● **TÂCHES À RÉALISER**
#1 Indiquez si chacune des affirmations suivantes concorde avec l'article sur le gramicidine. Répondez par oui ou non et citez textuellement les mots décisifs : (a) la molécule de gramicidine compte 176 atomes ; (b) les chercheurs ont ajouté jusqu'à cent molécules d'eau ; (c) le gramicidine est un antibiotique synthétique.
#2 Reprenez l'article sur le gramicidine et poursuivez-le à partir de sa dernière phrase.

Un antibiotique change de structure au contact de l'eau

Fragment de molécule de gramicidine © INRIA

Fragment de molécule de gramicidine © INRIA

Des chimistes de l'EPFL ont montré comment la structure moléculaire en trois dimensions d'un antibiotique change lorsqu'il interagit avec l'eau. Ils ouvrent la voie vers une meilleure compréhension des interactions entre le médicament et les molécules du vivant.

Comme une clé s'insérant dans une serrure, les molécules des médicaments agissent en se fixant aux molécules du vivant. Plus leur structure tridimensionnelle est connue précisément, meilleure est la compréhension de l'action du principe actif. La particularité des molécules du vivant est qu'elles se trouvent souvent dans des milieux aqueux, par exemple le corps humain. Or l'eau n'est pas qu'un milieu dans lequel se trouvent ces molécules, elle change aussi leur structure. Les chercheurs du Laboratoire de chimie physique moléculaire de l'EPFL ont montré comment la structure tridimensionnelle du gramicidine – un antibiotique naturel – évolue en fonction du nombre de molécules d'eau autour de lui. Cette avancée laisse espérer des progrès pour le design de nouvelles molécules pharmaceutiques dans la lutte contre différentes maladies, telles que l'épilepsie, le cancer ou encore Alzheimer.

Pour connaître la structure d'une molécule, les chimistes mesurent son spectre, c'est à dire les longueurs d'onde de la lumière qu'elle absorbe lorsqu'elle est illuminée par un laser. A partir de cette signature lumineuse, ils peuvent prédire la structure tridimensionnelle de la molécule. Idéalement, à chaque spectre correspond une structure précise. Mais à température ambiante, les grandes molécules comme le gramicidine et ses 176 atomes sont victimes d'un effet quantique parasite appelé élargissement thermique inhomogène. Liée à l'agitation thermique, ce brouillage empêche une mesure assez précise pour que les chercheurs puissent identifier une structure moléculaire unique.

Un froid quantique

Les chimistes ont du diminuer les effets des perturbations. Pour y parvenir, ils ont d'abord piégé les molécules dans un dispositif qu'ils ont du concevoir pour les circonstances. Ensuite, ils ont refroidi rapidement les molécules à près de dix Kelvin au-dessus du zéro absolu. A cette température, les effets quantiques parasites diminuent et les mesures deviennent possibles. Finalement, les scientifiques ont ajouté, molécule par molécule, de l'eau à l'antibiotique et ont observé que sa structure changeait selon la taille de l'amas de molécules d'eau. Ils ont pu ainsi faire des mesures en ajoutant jusqu'à cinquante molécules d'eau.

(Images pour la localisation d'objets)
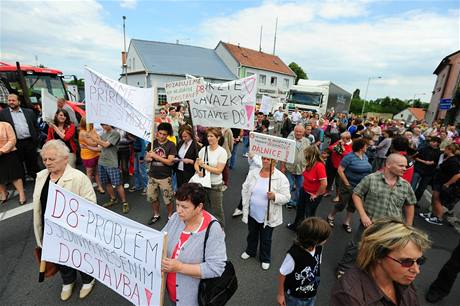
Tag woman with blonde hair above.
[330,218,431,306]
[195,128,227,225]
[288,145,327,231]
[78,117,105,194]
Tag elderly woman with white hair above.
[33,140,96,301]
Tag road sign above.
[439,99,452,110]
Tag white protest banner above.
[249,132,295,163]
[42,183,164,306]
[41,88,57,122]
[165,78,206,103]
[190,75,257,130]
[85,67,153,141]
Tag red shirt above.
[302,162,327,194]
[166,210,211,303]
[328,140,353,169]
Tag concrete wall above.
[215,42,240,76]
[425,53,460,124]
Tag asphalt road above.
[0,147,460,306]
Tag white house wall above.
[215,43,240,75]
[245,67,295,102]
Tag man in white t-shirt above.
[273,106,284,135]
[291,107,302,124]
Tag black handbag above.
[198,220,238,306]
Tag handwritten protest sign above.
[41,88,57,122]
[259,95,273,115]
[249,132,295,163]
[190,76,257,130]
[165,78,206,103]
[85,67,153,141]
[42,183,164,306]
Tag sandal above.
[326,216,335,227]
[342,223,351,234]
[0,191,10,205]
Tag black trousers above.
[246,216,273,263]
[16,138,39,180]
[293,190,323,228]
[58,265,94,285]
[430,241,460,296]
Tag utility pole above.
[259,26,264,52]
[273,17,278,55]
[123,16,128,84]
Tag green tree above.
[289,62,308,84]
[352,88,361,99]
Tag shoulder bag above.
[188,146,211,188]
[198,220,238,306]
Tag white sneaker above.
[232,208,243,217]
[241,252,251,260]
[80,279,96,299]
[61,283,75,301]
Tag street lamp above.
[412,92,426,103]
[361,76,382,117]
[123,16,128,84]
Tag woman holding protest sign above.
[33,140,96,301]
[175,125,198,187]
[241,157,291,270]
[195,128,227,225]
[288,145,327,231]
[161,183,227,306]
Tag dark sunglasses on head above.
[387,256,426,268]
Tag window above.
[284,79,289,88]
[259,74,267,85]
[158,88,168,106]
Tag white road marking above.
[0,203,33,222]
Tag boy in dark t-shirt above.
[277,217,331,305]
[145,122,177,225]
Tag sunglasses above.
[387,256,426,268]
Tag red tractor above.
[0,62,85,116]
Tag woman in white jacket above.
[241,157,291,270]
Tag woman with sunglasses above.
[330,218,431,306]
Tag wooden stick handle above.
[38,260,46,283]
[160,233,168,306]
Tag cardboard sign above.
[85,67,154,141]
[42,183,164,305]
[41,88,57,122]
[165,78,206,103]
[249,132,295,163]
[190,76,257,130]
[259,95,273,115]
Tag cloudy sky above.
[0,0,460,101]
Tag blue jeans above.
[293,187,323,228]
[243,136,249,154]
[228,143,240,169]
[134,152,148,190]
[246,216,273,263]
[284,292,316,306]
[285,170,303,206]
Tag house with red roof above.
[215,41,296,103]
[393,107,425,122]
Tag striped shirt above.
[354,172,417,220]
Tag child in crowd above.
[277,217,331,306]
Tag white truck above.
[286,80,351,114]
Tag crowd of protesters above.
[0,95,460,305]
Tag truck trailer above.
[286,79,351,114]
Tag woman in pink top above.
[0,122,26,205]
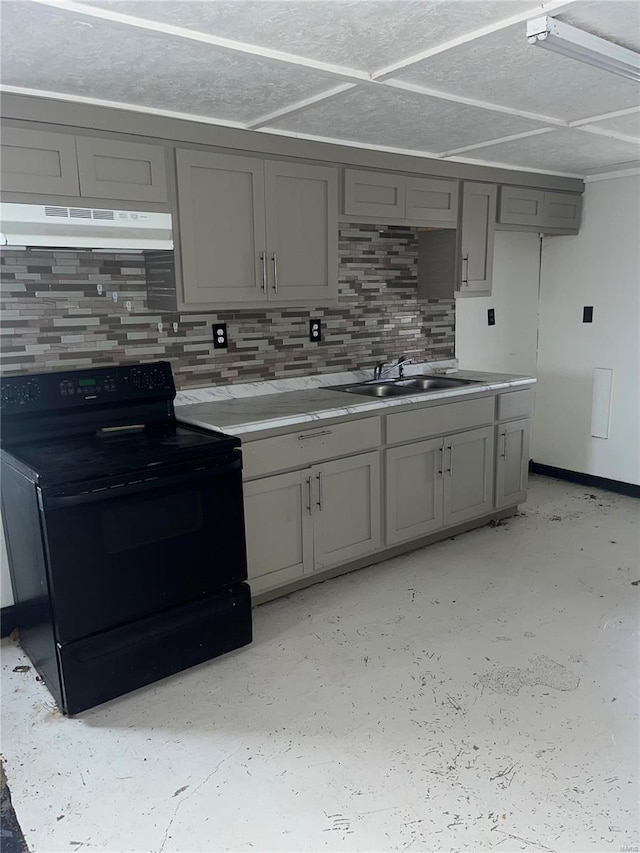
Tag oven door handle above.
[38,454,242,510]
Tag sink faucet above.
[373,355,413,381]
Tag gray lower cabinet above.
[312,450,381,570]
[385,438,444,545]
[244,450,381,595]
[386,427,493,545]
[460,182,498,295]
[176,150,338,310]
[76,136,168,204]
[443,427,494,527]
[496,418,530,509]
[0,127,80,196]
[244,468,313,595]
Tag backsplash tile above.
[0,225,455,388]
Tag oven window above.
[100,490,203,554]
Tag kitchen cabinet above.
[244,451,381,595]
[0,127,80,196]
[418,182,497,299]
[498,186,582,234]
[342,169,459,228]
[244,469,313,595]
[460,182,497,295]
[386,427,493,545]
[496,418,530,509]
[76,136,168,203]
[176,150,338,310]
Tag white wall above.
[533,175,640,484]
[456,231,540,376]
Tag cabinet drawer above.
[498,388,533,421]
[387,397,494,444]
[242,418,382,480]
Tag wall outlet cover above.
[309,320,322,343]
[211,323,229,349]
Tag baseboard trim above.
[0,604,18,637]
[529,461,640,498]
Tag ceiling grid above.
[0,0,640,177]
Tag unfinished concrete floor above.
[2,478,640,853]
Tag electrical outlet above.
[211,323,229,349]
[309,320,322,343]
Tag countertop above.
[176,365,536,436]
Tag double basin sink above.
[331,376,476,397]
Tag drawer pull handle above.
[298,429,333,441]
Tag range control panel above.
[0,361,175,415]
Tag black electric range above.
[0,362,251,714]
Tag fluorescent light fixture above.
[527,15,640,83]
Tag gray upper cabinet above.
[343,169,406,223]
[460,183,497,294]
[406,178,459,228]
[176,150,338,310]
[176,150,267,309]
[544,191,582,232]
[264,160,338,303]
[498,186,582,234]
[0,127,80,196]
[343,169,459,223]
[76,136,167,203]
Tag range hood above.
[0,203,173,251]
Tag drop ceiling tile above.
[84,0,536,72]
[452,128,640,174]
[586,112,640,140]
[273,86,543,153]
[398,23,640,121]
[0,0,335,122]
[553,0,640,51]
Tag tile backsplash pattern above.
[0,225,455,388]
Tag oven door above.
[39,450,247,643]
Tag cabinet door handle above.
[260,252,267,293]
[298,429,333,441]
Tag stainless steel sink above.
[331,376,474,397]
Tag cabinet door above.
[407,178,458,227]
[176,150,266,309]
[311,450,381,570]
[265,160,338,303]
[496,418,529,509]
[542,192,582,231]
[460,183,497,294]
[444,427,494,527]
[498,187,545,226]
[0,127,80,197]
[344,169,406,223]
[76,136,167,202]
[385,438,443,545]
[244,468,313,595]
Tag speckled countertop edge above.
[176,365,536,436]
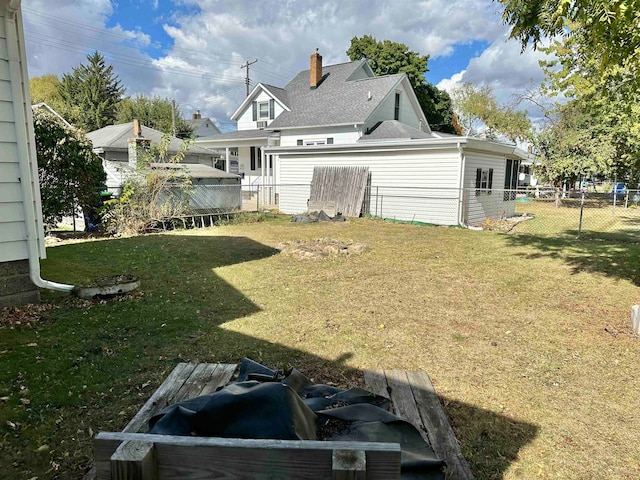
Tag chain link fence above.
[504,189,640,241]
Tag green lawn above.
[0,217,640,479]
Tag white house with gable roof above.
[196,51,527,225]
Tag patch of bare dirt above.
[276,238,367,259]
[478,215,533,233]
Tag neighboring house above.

● **RÉPONSES DANS L'ORDRE**
#1
(a) Oui : « les grandes molécules comme le gramicidine et ses 176 atomes »
(b) Non : « Ils ont pu ainsi faire des mesures en ajoutant jusqu'à cinquante molécules d'eau. »
(c) Non : « la structure tridimensionnelle du gramicidine – un antibiotique naturel – évolue »

#2
Menés par Oleg Boyarkine, sa jeune collègue Natalia Nagornova et Thomas Rizzo, ces travaux ont impact important sur la recherche fondamentale, mais aussi dans le domaine pharmaceutique. « C'est un point crucial que de comprendre comment les molécules des médicaments changent de forme lorsqu'elles sont dissoutes dans l'eau. Cette avancée permettra de concevoir par ordinateur de nouveaux médicaments plus efficaces », explique le chimiste. Le défi était de mener à bien et avec assez de précision ces expériences complexes. « Si la structure d'une grande molécule dans l'eau ne peut réellement être connue que par le calcul, grâce à la spectroscopie à très basse température, nous pouvons la valider. »

Lutter contre Alzheimer et l'épilepsie

D'autres molécules seront examinées grâce à cette technique. Dans le cas de la maladie d'Alzheimer et de l'épilepsie, par exemple, les médicaments cherchent à court-circuiter certaines réactions chimiques dans le cerveau. Les molécules pharmaceutiques se lient aux protéines du cerveau en des points spécifiques et bloquent le développement de la maladie. La création de ce lien chimique dépend en grande partie de la structure des principes actifs et des protéines concernées. Le but des prochaines recherches sera de déterminer les points d'ancrage spécifiques d'une protéine et d'un médicament, ainsi que leurs structures tridimensionnelles en présence d'eau. Comprendre ces structures permettra ainsi de développer de nouveaux médicaments.

Source :

Interplay of Intra- and Intermolecular H-Bonding in a Progressively Solvated Macrocyclic Peptide, Natalia S. Nagornova, Thomas R. Rizzo and Oleg V. Boyarkin, Science, 19 avril 2012.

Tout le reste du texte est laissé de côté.